Short problem 1: In the text about horror journalism, what term does Arjun Appadurai use for the places where such broadcasts locate their horrors?

Text provided:
----
Your Horror: Our Photo

Jon Snow, the Channel 4 news presenter, who has anchored several broadcasts about Sri Lanka’s civil war, including the now well known ‘killing fields’ ‘documentary,’ always turns aside in a grave and pained way, before he airs a clip: this film he says, contains ‘very disturbing’ images of ‘death, injury and execution.’ Indeed, this may seem required and important or even ordinary and mundane as a warning, given it is a public television broadcast, but I’ve been struck by it every time I’ve heard it. There is a lot more to this statement than is apparent at first.

Broadcasts like the ‘killing fields’ documentary are part of a genre of Euro-American journalism that is as old as Vasco de Gama and Columbus, refined through the practice of anthropology in later centuries; they are about exotic horrors in places Conrad called, critically, the ‘heart of darkness,’ which are not just physically distant from the living room of an Englishman watching TV. These places, the way this story is told, are morally distant as well. They are really for that kind of journalism in another world where natives keep killing each other, not knowing why and not caring why either. Snow, or the viewer he is trying to reach, has supposedly not lived through these horrors, hasn’t seen them before, and certainly, has never, ever, been responsible for something remotely like it. That’s why he can safely say, the images you are about to see, are going to be ‘very disturbing.’ They are, what Arjun Appadurai has called, a ‘moral elsewhere.’

Monopoly
This is really all untrue, of course. No one has a monopoly on horror, be it that of Auschwitz, Hiroshima or Bhopal, or a rape or a killing, in England or in Sri Lanka. We’ve all seen it, all lived through it, and are, I would say, in an extended sense responsible for it. Last week in these columns, I offered my own suggestions on how we should address the aftermath of that horror and how we could try to begin to be reconciled with such.
----
Materials provided:
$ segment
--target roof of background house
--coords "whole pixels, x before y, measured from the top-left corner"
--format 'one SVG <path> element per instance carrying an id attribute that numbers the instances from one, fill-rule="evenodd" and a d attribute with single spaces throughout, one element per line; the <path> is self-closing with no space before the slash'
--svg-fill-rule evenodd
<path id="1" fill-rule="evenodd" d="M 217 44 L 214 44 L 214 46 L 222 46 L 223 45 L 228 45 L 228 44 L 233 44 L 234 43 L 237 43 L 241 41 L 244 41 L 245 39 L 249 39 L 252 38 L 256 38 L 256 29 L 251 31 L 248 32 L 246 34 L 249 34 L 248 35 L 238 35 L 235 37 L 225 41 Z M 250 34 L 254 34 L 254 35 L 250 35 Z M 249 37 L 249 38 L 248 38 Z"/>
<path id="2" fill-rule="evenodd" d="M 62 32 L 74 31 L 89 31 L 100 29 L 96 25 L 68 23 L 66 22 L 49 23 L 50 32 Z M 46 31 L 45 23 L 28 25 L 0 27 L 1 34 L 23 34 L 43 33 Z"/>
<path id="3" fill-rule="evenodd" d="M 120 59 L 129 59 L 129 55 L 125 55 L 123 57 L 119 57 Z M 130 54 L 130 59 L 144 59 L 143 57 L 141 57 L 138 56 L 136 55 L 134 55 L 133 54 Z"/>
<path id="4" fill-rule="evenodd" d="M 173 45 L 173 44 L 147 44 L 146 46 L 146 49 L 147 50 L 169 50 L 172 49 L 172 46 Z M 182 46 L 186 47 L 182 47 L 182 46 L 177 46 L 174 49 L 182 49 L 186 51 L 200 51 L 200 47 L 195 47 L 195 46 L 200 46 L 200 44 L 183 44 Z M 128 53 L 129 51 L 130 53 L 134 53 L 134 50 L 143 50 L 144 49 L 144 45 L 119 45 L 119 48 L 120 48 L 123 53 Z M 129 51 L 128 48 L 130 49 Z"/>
----
Short problem 2: Rewrite the part of the entries that opens with their first line and closes with the line containing "--svg-fill-rule evenodd", replacing "background" with "foreground" and leaving everything else the same.

Task output 1: A "moral elsewhere."

Task output 2:
$ segment
--target roof of foreground house
--coords "whole pixels, x before y, measured from the top-left corner"
--format 'one SVG <path> element per instance carrying an id attribute that numbers the instances from one, fill-rule="evenodd" and a d attribute with single spaces throughout, one element per line; the <path> is self-closing with no space before the slash'
--svg-fill-rule evenodd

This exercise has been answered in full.